» WORK REQUIRED
Copy out all of the data exactly as it appears.

» DATA LISTING
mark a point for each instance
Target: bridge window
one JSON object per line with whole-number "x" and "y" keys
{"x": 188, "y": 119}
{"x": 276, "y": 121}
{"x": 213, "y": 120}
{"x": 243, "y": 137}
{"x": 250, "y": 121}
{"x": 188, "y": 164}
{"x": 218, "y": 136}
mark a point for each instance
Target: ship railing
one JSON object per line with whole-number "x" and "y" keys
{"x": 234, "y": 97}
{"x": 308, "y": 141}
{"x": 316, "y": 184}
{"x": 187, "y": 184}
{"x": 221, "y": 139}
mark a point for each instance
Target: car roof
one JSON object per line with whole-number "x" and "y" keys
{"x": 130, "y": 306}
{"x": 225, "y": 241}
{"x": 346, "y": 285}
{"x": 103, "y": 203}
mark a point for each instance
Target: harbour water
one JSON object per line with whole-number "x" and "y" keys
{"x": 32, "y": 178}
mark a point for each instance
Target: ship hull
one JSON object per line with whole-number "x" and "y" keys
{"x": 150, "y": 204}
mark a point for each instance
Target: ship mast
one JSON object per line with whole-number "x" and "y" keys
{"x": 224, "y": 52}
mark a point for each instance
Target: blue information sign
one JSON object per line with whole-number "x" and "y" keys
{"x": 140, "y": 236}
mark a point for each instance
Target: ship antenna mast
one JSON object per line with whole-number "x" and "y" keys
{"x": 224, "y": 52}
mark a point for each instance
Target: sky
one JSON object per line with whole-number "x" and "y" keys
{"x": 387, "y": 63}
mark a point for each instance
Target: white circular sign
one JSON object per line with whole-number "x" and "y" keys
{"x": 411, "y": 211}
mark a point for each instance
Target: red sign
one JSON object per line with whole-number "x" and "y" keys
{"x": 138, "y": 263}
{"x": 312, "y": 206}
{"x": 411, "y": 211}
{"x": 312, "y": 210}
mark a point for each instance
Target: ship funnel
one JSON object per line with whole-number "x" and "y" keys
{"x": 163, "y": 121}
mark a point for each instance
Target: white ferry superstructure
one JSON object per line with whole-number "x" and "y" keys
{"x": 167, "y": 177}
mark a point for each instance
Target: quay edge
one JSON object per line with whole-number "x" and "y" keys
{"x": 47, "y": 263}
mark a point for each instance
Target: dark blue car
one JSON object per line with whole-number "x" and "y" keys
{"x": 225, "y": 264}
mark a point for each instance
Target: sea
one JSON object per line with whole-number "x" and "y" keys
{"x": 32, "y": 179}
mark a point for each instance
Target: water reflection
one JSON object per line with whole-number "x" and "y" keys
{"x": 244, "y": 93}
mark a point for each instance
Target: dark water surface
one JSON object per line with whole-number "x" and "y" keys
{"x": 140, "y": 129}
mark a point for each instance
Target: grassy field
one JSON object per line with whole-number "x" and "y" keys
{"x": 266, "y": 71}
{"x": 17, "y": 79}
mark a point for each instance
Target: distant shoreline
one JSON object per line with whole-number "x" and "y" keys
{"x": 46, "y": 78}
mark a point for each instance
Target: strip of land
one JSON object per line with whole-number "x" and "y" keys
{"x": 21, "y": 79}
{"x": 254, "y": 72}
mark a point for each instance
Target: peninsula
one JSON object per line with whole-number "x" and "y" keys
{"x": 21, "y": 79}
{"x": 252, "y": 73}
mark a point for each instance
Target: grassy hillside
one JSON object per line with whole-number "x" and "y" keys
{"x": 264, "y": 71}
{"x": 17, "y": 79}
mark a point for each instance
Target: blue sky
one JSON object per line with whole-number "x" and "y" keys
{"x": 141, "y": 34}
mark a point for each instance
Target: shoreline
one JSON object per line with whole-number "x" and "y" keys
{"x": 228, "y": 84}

» CORRECT RESPONSE
mark a point for each instance
Target: bridge window
one JSON object per line with whole-number "x" and "y" keys
{"x": 188, "y": 119}
{"x": 276, "y": 121}
{"x": 213, "y": 120}
{"x": 243, "y": 137}
{"x": 250, "y": 121}
{"x": 188, "y": 164}
{"x": 218, "y": 136}
mark a point for each instance
Target: ship railing
one JSON object per line with whole-number "x" and "y" keys
{"x": 234, "y": 97}
{"x": 308, "y": 141}
{"x": 316, "y": 184}
{"x": 187, "y": 184}
{"x": 221, "y": 139}
mark a point for each instance
Target: car roof
one JSON object per line with whole-number "x" and "y" keys
{"x": 130, "y": 306}
{"x": 225, "y": 241}
{"x": 346, "y": 285}
{"x": 103, "y": 203}
mark a point for each instance
Target: harbour water
one JSON object per line with whole-number "x" and "y" keys
{"x": 32, "y": 178}
mark a point for each instance
Target: ship hull
one JSON object per line with whole-number "x" and "y" keys
{"x": 150, "y": 204}
mark a point for each instance
Target: ship mast
one JSON object per line with whole-number "x" and "y" keys
{"x": 224, "y": 52}
mark a point for each instance
Target: blue information sign
one JSON object per line with whole-number "x" and "y" keys
{"x": 140, "y": 236}
mark a point for each instance
Target: ship antenna mast
one JSON object per line with whole-number "x" and "y" keys
{"x": 224, "y": 52}
mark a point for each instance
Target: sky
one JSON object per line with whole-number "x" and "y" keys
{"x": 387, "y": 63}
mark a point for each instance
Target: white circular sign
one JSON object per line with whole-number "x" and "y" keys
{"x": 411, "y": 211}
mark a point for each instance
Target: red sign
one JSON object per line with whole-number "x" and "y" keys
{"x": 138, "y": 263}
{"x": 312, "y": 206}
{"x": 411, "y": 211}
{"x": 312, "y": 210}
mark a point for each instance
Target: ship funnel
one JSON object per line with whole-number "x" and "y" keys
{"x": 163, "y": 121}
mark a point for each instance
Target: white ferry superstructure
one JSON object per line with whole-number "x" and "y" keys
{"x": 167, "y": 177}
mark a point for each instance
Target: quay edge
one JSON object per line with whole-number "x" and "y" keys
{"x": 47, "y": 263}
mark a point for each instance
Target: dark blue car
one JSON object per line with whole-number "x" and "y" keys
{"x": 225, "y": 264}
mark a point for each instance
Target: sea
one JSON object per line with whole-number "x" and "y" keys
{"x": 32, "y": 179}
mark a point for each instance
Target: water reflection
one JSON object per line with whole-number "x" and "y" keys
{"x": 244, "y": 93}
mark a point for each instance
Target: dark water surface
one JSON object per line with whole-number "x" and "y" keys
{"x": 140, "y": 129}
mark a point for each instance
Target: grassy field
one JSON object per line with whole-number "x" and "y" keys
{"x": 266, "y": 71}
{"x": 17, "y": 79}
mark a point for each instance
Target: distant shoreline
one JSON object per line with whole-number "x" and "y" keys
{"x": 46, "y": 78}
mark a point for each instance
Target: strip of land
one JSON object per line with whole-number "x" and "y" keys
{"x": 21, "y": 79}
{"x": 254, "y": 72}
mark a point for each instance
Target: peninsula
one JSON object per line with whole-number "x" and "y" keys
{"x": 21, "y": 79}
{"x": 252, "y": 73}
mark a point for each instance
Target: grassy hillside
one JSON object per line with whole-number "x" and "y" keys
{"x": 264, "y": 71}
{"x": 17, "y": 79}
mark a point for each instance
Target: blue sky
one JSON object per line with whole-number "x" and "y" keys
{"x": 141, "y": 34}
mark a point for each instance
Target: shoreline
one JSON object per line with whole-number "x" and "y" keys
{"x": 228, "y": 84}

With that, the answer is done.